Task statement
In the material below, swap every "point at" for "mark" and change nothing else; write out the result without the pictures.

═════ Data records ═════

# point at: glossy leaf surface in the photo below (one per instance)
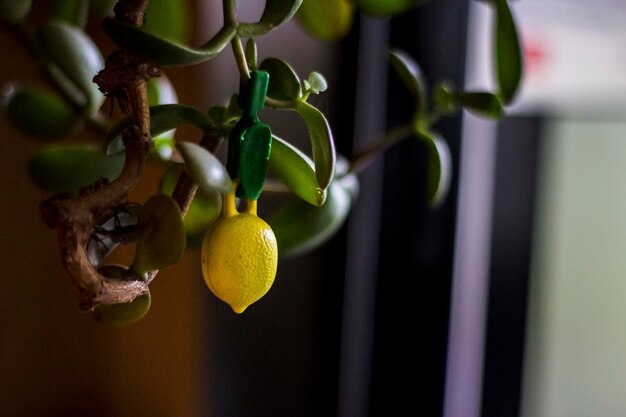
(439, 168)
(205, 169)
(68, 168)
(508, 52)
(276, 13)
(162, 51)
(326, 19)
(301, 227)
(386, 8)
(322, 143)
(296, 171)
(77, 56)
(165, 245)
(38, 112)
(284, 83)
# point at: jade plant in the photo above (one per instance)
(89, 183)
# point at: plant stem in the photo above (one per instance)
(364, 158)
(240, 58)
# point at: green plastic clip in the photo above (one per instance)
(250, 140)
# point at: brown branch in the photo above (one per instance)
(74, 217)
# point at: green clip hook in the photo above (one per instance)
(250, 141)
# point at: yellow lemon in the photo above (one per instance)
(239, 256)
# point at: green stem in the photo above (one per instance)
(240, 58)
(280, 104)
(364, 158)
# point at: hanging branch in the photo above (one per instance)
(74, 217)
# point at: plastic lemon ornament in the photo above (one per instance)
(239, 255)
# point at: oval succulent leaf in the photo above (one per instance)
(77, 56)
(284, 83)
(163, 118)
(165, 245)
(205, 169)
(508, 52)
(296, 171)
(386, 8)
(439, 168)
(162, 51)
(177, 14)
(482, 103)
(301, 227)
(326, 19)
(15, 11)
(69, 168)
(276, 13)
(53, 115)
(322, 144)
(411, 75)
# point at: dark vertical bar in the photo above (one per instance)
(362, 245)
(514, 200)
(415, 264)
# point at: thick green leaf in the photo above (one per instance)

═════

Response to this exercise
# mark: glossy leaf surface in the photo below (one per instance)
(439, 168)
(205, 169)
(68, 168)
(508, 52)
(276, 13)
(162, 51)
(326, 19)
(301, 227)
(386, 8)
(322, 143)
(296, 171)
(77, 56)
(165, 245)
(38, 112)
(284, 83)
# mark: jade plant in the photo above (one per instance)
(89, 183)
# mark: plant stem in the photo above (one per instance)
(364, 158)
(240, 58)
# mark: green plastic clip in the photo above (one per instance)
(250, 140)
# mark: brown branch in the photo above (one per instance)
(74, 217)
# mark: green clip hook in the photo above (one per instance)
(250, 141)
# mark: yellow lemon in the photo above (one per instance)
(239, 256)
# mark: green stem in the photo above (one per instance)
(240, 58)
(280, 104)
(364, 158)
# mark: hanging branch in the photo above (one per instance)
(74, 217)
# mark: plastic lemon ornament in the photo above (one per instance)
(239, 255)
# mark: oval succulent leaf in the photo above (one per instance)
(77, 56)
(284, 83)
(163, 118)
(165, 245)
(205, 169)
(508, 52)
(296, 171)
(386, 8)
(439, 168)
(162, 51)
(177, 14)
(482, 103)
(301, 227)
(326, 19)
(15, 11)
(69, 168)
(276, 13)
(53, 115)
(322, 144)
(411, 75)
# mark: dark vertical bar in the photo above (one per instance)
(362, 245)
(514, 200)
(415, 264)
# mark: thick green leaf in the photo above (one per instance)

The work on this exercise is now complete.